Data drawn from a collection:
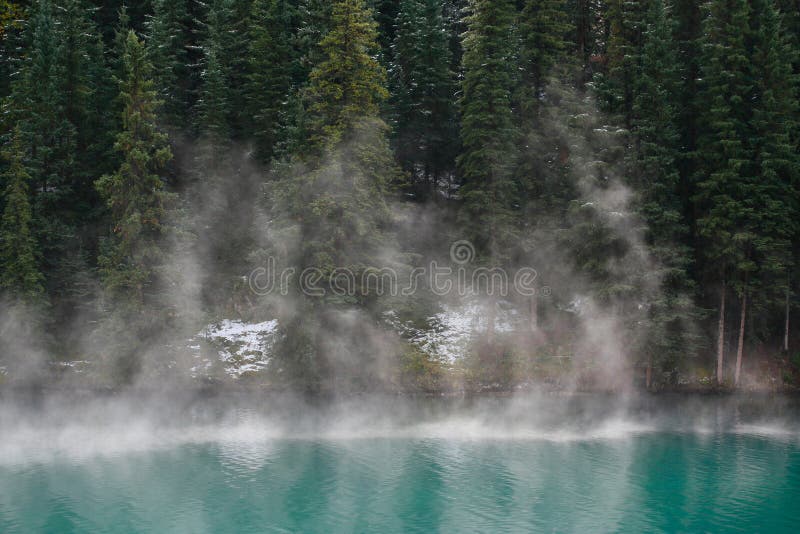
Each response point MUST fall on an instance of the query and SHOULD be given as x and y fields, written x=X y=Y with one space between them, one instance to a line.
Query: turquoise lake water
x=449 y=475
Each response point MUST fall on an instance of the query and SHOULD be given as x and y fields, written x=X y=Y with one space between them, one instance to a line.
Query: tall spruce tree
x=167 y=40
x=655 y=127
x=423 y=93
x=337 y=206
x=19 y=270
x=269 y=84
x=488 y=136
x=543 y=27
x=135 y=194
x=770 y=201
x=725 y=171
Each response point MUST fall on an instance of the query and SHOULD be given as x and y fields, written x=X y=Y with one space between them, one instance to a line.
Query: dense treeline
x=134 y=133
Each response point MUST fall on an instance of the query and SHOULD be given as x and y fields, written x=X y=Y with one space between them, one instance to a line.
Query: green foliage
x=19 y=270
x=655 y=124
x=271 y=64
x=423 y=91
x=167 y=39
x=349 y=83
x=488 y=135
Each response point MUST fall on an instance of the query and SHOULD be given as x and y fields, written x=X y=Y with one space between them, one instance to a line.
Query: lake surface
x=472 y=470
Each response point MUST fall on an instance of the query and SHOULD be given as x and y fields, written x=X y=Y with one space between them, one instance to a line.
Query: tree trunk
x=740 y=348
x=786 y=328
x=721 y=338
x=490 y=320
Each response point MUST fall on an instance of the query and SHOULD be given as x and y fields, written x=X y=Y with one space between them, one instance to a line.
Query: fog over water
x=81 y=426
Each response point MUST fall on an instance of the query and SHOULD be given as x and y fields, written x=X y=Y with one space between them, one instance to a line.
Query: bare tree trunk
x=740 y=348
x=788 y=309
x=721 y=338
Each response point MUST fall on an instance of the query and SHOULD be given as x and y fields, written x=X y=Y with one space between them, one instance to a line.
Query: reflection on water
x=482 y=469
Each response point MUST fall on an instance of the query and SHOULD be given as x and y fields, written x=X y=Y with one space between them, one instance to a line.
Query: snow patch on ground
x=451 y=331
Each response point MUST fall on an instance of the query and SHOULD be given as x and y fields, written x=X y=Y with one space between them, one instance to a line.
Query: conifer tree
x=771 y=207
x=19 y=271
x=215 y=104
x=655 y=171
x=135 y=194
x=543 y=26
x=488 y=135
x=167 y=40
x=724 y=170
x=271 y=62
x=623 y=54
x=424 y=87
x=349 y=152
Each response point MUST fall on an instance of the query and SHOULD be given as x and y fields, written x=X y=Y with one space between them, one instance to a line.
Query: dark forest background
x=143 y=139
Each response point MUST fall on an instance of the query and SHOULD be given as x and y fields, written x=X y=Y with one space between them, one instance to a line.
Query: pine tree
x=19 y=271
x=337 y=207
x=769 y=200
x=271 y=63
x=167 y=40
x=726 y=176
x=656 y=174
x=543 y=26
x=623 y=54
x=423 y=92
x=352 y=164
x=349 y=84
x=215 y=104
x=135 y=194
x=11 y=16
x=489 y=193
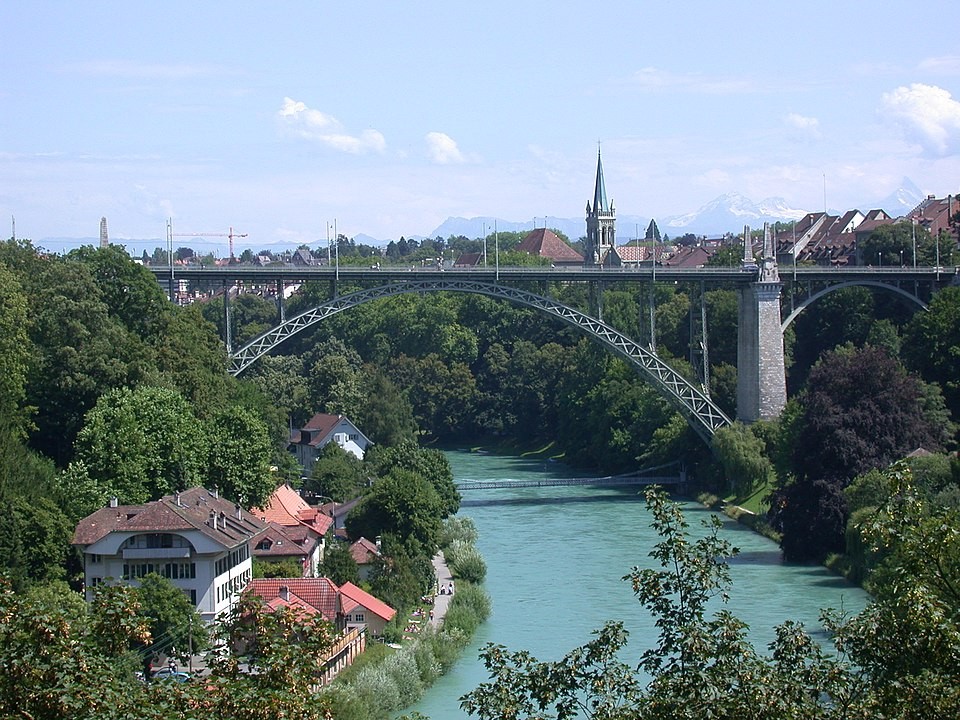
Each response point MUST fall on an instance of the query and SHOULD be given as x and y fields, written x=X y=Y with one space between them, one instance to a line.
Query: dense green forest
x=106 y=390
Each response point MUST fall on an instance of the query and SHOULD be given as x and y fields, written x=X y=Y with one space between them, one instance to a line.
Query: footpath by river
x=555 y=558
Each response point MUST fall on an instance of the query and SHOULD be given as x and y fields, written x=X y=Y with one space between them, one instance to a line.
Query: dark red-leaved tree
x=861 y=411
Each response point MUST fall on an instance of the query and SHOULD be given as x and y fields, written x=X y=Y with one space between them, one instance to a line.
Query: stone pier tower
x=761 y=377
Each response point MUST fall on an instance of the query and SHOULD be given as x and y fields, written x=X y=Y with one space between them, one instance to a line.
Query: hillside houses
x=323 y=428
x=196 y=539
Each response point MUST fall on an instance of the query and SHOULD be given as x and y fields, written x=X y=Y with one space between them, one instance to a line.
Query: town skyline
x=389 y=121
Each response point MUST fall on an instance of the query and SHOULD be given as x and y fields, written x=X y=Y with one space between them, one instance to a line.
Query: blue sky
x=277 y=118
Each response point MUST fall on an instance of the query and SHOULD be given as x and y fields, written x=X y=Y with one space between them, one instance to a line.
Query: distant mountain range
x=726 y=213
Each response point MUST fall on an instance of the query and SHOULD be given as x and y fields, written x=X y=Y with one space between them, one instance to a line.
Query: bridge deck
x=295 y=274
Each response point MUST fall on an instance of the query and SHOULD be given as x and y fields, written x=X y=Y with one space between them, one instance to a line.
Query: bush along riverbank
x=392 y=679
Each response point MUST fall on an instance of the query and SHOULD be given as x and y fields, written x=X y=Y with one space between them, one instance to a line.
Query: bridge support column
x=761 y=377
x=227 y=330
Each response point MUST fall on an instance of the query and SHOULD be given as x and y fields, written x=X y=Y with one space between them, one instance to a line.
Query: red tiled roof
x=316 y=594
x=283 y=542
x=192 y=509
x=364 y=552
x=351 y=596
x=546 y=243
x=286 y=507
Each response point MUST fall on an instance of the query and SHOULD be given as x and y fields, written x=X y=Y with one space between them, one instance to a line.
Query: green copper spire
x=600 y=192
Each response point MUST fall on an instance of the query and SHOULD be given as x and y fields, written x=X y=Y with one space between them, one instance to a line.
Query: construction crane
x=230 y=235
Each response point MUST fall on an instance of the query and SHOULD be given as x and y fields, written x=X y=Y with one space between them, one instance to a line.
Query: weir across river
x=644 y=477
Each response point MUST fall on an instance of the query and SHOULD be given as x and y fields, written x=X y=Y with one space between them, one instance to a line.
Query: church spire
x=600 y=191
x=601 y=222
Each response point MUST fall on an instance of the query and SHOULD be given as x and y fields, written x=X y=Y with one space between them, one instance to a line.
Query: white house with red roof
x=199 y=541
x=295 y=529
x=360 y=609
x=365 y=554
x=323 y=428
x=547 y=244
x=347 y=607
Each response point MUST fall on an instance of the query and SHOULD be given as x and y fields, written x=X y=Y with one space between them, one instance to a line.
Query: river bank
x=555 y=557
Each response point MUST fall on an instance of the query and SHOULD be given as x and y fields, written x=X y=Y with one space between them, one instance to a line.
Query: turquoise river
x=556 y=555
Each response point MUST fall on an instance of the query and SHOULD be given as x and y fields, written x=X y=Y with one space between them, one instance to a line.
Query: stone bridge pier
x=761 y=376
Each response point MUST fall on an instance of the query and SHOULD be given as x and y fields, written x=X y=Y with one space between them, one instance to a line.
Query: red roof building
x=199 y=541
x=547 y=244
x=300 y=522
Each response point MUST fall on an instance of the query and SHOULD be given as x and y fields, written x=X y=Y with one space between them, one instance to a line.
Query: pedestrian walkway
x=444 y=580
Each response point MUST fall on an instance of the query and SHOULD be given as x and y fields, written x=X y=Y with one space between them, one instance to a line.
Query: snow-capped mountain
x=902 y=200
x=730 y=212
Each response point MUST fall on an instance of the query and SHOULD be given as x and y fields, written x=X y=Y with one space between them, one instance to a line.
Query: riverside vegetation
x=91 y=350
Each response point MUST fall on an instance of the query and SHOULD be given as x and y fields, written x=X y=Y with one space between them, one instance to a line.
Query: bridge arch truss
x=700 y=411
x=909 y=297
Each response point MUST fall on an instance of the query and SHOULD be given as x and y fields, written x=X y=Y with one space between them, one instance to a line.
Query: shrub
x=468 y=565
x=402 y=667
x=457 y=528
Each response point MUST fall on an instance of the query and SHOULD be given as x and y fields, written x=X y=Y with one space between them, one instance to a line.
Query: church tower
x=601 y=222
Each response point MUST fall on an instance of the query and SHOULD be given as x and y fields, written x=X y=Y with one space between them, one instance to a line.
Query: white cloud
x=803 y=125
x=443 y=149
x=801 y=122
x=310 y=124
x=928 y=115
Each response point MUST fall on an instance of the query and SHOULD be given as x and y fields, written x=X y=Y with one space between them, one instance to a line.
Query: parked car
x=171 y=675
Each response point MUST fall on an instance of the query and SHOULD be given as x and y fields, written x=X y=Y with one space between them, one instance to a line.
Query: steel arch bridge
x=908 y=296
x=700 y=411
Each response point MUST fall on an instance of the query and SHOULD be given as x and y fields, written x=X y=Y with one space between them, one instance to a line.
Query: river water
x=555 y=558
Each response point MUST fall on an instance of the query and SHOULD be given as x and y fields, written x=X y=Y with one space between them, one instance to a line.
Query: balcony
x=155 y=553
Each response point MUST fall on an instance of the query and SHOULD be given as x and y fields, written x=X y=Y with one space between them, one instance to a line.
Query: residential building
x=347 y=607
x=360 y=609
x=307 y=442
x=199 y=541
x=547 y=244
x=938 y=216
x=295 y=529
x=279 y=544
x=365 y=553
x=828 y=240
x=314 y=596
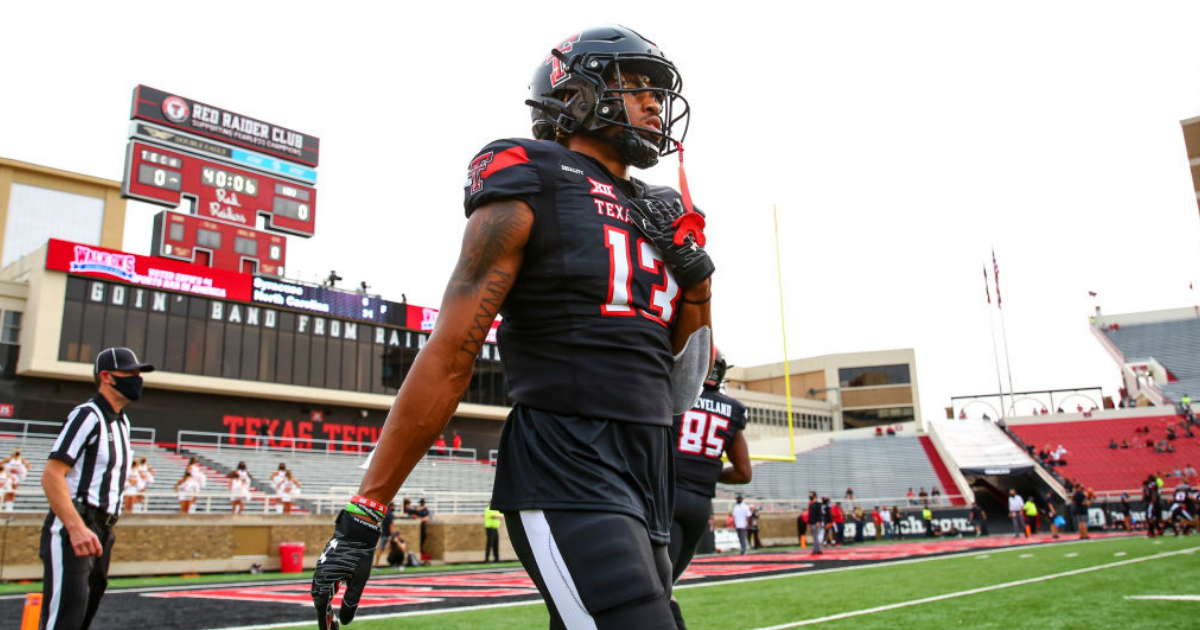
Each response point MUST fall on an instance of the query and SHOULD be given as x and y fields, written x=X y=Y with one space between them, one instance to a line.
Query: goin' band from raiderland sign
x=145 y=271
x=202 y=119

→ Aim of the task: Convert the data from its beginning up to and including the line with "x=134 y=133" into a numbered list, omitting blank lines and leaving out the pictures.

→ Reply to the task:
1. Each response point MUST fall on an instance of the query and SHOULD be given as x and y fields, written x=X y=Y with one space between them, one instance to a line.
2. Query: turquoise lake water
3. x=449 y=475
4. Each response point MUST fall on an instance of the query and SHOULD be given as x and y fields, written x=X y=Y with one space between them, one instance to a line.
5. Query: tall spruce tree
6. x=167 y=40
7. x=655 y=127
8. x=423 y=93
9. x=337 y=206
10. x=19 y=270
11. x=269 y=84
12. x=488 y=136
13. x=543 y=27
14. x=135 y=194
15. x=770 y=201
16. x=725 y=171
17. Each response point MUST fall on an instance of the query and SHOULD be given as x and y fields, written x=X y=Y with one space between them, one instance to a line.
18. Query: dense treeline
19. x=134 y=133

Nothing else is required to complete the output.